## WHAT YOU WILL DO
Reproduce verbatim, line by line, everything from the line containing "For every instance of the grass" to the last line of the listing below; add nothing.

-- SOURCE DATA follows --

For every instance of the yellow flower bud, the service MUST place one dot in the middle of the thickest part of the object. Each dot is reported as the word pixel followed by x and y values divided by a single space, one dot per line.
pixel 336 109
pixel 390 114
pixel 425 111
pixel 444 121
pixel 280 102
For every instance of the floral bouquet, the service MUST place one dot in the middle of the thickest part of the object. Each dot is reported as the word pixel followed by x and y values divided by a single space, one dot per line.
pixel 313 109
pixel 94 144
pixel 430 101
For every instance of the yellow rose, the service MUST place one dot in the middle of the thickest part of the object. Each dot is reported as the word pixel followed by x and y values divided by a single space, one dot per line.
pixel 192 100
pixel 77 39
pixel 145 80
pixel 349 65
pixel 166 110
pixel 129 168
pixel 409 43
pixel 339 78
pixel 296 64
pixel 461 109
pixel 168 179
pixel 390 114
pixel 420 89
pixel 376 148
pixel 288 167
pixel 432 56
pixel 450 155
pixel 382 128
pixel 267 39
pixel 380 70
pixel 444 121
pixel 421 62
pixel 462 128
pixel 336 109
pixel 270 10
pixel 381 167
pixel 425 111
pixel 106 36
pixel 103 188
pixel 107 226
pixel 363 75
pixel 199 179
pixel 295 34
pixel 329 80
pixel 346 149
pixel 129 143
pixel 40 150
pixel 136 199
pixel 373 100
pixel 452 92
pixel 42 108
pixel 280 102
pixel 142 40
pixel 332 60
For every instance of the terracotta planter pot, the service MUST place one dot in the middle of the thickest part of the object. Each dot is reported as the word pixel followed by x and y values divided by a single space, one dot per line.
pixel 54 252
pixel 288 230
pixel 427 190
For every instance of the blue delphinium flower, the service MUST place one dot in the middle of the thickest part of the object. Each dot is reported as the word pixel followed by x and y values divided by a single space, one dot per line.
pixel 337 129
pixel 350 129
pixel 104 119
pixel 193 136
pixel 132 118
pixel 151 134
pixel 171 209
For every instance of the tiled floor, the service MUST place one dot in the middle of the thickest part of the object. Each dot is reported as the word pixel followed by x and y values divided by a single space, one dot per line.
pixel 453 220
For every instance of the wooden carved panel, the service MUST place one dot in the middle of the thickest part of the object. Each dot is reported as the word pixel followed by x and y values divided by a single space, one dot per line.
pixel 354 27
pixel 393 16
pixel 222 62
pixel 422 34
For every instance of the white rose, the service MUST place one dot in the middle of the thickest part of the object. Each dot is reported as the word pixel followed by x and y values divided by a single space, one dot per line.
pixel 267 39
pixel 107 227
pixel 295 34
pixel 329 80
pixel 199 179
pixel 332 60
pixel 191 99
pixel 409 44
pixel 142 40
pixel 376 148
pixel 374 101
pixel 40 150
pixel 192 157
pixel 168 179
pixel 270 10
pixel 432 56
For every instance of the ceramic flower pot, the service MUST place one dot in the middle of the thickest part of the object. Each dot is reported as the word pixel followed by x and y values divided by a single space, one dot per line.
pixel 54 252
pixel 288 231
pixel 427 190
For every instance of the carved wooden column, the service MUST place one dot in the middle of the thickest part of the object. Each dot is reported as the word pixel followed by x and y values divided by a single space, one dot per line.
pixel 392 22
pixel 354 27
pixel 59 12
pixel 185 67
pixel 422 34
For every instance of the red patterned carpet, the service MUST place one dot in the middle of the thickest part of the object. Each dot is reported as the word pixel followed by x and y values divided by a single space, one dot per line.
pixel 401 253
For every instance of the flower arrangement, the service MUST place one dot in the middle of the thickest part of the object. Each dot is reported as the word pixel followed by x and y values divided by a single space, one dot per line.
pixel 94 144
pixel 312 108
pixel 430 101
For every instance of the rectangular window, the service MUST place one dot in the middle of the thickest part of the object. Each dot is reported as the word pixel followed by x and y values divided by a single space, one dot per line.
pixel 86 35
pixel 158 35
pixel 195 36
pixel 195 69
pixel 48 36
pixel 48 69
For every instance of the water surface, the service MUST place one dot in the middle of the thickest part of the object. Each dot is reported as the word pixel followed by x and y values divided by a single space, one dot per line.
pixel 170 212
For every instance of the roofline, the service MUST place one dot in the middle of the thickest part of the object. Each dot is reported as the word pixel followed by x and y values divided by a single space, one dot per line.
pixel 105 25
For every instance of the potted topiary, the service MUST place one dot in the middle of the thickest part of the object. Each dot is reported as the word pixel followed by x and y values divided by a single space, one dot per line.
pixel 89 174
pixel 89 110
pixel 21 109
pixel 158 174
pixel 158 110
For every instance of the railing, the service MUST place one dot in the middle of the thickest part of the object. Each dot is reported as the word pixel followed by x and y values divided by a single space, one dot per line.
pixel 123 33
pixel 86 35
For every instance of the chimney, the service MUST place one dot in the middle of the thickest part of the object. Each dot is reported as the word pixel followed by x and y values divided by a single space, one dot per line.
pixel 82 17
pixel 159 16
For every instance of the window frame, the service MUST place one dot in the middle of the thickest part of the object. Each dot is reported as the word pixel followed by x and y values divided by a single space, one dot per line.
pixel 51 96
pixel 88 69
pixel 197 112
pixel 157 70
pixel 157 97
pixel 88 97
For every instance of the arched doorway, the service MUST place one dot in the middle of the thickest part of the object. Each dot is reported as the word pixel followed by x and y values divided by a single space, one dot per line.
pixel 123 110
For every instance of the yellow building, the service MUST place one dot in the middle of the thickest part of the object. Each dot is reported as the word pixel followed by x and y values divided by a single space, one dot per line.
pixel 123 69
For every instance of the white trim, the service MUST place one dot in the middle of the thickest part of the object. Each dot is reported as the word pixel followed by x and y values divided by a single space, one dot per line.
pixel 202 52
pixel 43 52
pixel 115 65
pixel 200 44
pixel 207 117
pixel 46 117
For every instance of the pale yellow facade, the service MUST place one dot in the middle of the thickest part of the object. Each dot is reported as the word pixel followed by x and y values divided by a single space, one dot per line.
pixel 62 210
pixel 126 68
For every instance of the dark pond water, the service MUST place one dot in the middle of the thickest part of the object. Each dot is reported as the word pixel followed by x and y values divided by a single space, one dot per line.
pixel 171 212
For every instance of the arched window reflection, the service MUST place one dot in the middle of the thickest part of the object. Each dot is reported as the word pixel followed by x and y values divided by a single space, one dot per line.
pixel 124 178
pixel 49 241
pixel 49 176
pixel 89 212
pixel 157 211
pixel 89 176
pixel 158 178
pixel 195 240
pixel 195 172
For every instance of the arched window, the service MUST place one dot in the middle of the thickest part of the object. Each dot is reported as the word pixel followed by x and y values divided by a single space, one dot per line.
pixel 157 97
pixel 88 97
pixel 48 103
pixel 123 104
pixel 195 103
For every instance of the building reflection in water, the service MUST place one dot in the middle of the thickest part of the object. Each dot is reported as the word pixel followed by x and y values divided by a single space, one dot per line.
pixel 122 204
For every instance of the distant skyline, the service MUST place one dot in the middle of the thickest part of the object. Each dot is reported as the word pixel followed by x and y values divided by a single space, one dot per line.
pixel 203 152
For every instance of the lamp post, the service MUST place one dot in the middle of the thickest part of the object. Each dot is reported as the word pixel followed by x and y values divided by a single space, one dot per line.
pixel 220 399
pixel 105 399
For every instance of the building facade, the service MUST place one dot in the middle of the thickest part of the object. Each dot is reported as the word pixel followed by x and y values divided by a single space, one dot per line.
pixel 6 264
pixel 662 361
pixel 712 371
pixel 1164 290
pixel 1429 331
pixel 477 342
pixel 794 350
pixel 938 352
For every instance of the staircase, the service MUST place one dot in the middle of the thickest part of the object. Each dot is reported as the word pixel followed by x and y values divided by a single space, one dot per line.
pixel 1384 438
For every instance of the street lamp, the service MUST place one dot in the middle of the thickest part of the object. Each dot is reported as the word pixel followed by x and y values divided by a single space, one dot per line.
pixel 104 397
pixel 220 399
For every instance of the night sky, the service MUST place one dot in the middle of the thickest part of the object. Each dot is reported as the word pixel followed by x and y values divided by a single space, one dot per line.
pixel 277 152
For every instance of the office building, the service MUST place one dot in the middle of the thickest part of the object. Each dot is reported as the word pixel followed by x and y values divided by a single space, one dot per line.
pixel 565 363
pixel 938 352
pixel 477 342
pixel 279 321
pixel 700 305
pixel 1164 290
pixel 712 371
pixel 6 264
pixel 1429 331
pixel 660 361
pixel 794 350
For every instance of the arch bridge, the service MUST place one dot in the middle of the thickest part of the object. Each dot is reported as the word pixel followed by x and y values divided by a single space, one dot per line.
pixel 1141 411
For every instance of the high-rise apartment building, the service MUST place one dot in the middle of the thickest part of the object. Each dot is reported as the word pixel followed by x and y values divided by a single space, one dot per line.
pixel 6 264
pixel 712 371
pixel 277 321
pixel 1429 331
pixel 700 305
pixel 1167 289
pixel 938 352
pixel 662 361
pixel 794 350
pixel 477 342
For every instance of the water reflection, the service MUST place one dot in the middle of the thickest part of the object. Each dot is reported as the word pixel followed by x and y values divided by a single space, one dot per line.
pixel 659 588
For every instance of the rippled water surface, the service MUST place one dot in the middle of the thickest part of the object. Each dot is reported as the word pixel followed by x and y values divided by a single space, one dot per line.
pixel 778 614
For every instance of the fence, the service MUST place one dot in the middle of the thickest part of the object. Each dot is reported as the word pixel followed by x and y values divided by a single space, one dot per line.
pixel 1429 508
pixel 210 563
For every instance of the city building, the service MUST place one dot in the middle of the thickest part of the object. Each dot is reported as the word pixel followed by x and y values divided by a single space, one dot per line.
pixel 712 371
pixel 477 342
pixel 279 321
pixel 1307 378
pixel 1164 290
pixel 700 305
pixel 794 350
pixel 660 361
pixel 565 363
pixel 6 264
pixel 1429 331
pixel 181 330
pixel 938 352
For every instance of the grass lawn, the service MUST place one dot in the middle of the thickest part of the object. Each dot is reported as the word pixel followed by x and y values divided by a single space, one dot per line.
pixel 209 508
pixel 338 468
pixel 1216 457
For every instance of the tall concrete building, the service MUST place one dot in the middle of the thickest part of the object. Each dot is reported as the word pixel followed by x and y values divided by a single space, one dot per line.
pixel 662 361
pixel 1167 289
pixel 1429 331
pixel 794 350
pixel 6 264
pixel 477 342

-- SOURCE DATA concluded --

## TASK RESPONSE
For every instance of the grass lawn, the service MUST place one dot in the middle of the thickest part of the object. Each dot is reported as the word pixel followed by x and y values divided by a single space, one dot per line.
pixel 209 508
pixel 338 468
pixel 1216 457
For every instance of the tall concrete building, the service MUST place one dot in the middle of the thickest part of the object. Each dot is reported as the word pixel followed by x and y values divided by a single space, one dot per line.
pixel 662 361
pixel 1167 289
pixel 1429 331
pixel 794 350
pixel 6 264
pixel 477 342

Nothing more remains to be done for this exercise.